■ **Written problem**
Rewrite the records from the line with "Provide the mask of every instance of the **camping" up to and including the line with "M 149 89 L 153", requests included. Scale every coordinate in the answer paths by 0.5 and round to whole numbers, with halves rounded up.

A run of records
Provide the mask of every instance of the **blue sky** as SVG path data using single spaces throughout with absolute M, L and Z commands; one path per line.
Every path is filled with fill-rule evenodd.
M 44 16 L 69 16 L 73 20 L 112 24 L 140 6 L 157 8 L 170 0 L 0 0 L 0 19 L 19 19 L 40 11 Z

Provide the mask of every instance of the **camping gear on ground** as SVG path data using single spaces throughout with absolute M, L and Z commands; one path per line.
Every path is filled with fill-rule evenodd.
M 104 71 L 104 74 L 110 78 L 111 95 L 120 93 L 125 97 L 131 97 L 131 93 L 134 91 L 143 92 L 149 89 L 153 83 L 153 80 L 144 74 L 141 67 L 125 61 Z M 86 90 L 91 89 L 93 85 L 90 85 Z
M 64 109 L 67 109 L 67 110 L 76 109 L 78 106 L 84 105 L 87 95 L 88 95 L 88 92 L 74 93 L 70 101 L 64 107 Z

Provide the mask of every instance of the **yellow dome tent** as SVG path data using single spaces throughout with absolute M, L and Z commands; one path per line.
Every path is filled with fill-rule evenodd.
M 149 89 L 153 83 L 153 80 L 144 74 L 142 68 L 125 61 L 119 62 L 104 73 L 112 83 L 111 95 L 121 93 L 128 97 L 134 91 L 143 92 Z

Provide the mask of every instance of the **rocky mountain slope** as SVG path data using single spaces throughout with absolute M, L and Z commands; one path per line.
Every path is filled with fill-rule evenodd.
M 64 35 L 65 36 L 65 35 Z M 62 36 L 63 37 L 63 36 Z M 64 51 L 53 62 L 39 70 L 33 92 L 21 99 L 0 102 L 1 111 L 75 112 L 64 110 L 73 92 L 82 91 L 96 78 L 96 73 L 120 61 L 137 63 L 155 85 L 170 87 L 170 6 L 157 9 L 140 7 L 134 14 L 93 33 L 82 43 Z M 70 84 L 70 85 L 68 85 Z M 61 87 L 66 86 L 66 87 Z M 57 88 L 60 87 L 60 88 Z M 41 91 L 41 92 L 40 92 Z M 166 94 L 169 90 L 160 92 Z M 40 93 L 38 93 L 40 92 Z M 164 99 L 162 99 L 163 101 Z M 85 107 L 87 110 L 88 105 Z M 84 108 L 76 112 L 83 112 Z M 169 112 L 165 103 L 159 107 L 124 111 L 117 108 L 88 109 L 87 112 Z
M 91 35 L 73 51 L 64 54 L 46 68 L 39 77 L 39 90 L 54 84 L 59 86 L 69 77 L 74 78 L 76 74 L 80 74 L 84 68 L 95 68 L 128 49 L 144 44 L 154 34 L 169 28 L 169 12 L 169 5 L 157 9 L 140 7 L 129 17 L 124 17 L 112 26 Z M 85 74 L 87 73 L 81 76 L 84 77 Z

■ **Completed task**
Provide the mask of every instance of the **camping gear on ground** as SVG path data using single spaces throughout with absolute M, L and Z commands; one path per line.
Every path is filled with fill-rule evenodd.
M 52 36 L 52 37 L 55 39 L 56 48 L 60 47 L 63 49 L 66 49 L 66 47 L 67 46 L 72 46 L 75 45 L 77 42 L 77 40 L 72 37 L 71 34 L 63 31 Z M 43 45 L 46 45 L 47 43 L 45 43 Z
M 32 55 L 34 55 L 34 55 L 38 55 L 39 53 L 42 53 L 44 48 L 44 48 L 44 46 L 37 47 L 35 51 L 32 54 Z

Provide the mask of every instance of the **yellow dome tent** as SVG path data using single spaces throughout with absolute M, L and Z commands; one path per line.
Every path is filled with fill-rule evenodd.
M 75 45 L 77 42 L 77 40 L 72 37 L 71 34 L 63 31 L 60 31 L 52 37 L 56 42 L 56 48 L 61 47 L 64 49 L 67 46 L 72 46 Z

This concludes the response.